Work item.
Every entry that follows should be output again, word for word.

Provided records.
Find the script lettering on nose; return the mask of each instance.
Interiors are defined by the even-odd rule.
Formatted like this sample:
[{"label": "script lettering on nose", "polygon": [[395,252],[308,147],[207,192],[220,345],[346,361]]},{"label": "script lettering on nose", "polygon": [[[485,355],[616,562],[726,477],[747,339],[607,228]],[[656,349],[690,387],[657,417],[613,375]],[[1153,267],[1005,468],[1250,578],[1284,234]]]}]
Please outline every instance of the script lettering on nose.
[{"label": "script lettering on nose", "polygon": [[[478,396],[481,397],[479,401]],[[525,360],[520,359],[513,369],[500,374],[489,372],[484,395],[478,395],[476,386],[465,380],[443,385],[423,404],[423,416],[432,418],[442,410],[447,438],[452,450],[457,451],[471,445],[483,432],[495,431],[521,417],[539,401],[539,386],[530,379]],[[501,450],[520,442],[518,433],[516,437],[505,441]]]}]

Task answer.
Find the script lettering on nose; return the mask of each instance.
Interiors are defined by the even-odd rule.
Formatted like this sample:
[{"label": "script lettering on nose", "polygon": [[395,252],[308,147],[207,192],[220,345],[346,361]]},{"label": "script lettering on nose", "polygon": [[[485,355],[616,562],[726,477],[747,339],[607,228]],[[656,349],[690,387],[657,417],[613,375]],[[1153,267],[1005,468],[1250,578],[1284,234]]]}]
Please outline every instance of the script lettering on nose.
[{"label": "script lettering on nose", "polygon": [[[478,396],[481,397],[479,401]],[[525,360],[520,359],[513,369],[500,374],[489,372],[484,395],[478,395],[476,386],[465,380],[443,385],[423,404],[423,416],[432,418],[442,410],[447,438],[452,450],[457,451],[471,445],[483,432],[495,431],[521,417],[539,401],[539,386],[530,379]],[[501,450],[520,442],[518,433],[516,437],[505,441]]]}]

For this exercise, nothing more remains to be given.